[Your instructions]
Please copy out the data from the line with "Exercise. Mark the downspout" up to and including the line with "[(318, 33), (375, 91)]", swapping "downspout" for "drainpipe" and keeping everything else the same.

[Data section]
****
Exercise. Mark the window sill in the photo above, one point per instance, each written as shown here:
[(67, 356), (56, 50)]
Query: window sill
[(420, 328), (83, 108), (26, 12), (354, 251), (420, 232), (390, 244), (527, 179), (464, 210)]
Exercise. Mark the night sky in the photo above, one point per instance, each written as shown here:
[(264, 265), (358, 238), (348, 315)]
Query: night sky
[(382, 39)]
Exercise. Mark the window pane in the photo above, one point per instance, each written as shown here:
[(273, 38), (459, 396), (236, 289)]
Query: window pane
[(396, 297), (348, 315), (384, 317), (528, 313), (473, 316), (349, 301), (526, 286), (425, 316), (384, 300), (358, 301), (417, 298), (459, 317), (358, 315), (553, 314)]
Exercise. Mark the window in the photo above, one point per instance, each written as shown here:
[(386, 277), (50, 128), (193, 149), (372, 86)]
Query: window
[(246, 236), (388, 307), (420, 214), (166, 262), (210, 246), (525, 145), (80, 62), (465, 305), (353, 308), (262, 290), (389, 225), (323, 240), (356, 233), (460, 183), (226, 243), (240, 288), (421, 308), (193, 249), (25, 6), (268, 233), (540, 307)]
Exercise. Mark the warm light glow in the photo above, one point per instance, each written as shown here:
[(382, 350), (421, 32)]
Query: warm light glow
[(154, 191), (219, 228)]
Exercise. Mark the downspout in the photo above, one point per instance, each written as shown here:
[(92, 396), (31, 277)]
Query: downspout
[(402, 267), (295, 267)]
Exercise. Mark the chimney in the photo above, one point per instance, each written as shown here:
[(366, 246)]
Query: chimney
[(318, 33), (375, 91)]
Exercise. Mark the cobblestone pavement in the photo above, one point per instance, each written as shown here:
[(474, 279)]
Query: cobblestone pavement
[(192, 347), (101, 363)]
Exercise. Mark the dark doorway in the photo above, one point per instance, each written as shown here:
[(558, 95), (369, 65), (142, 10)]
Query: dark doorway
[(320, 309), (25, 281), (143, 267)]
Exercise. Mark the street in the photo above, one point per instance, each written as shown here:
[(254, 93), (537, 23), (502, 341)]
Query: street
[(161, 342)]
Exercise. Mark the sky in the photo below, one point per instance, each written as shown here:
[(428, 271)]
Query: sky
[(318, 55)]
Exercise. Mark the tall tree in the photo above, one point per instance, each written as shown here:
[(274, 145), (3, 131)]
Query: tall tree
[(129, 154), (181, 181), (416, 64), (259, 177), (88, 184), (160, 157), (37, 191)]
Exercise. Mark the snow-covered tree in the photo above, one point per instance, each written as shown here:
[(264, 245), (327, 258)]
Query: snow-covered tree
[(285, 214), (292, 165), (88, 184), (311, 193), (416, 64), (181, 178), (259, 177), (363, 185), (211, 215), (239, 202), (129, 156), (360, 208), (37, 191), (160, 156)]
****
[Task response]
Exercise. Mark the drainpipe in the photo above, one point per instance, each written as shown here:
[(92, 396), (31, 277)]
Query: drainpipe
[(402, 267), (295, 267)]
Exercise. Mark the chimney in the photo above, one point per instance, each written as shown here:
[(366, 246)]
Query: chimney
[(318, 33), (375, 91)]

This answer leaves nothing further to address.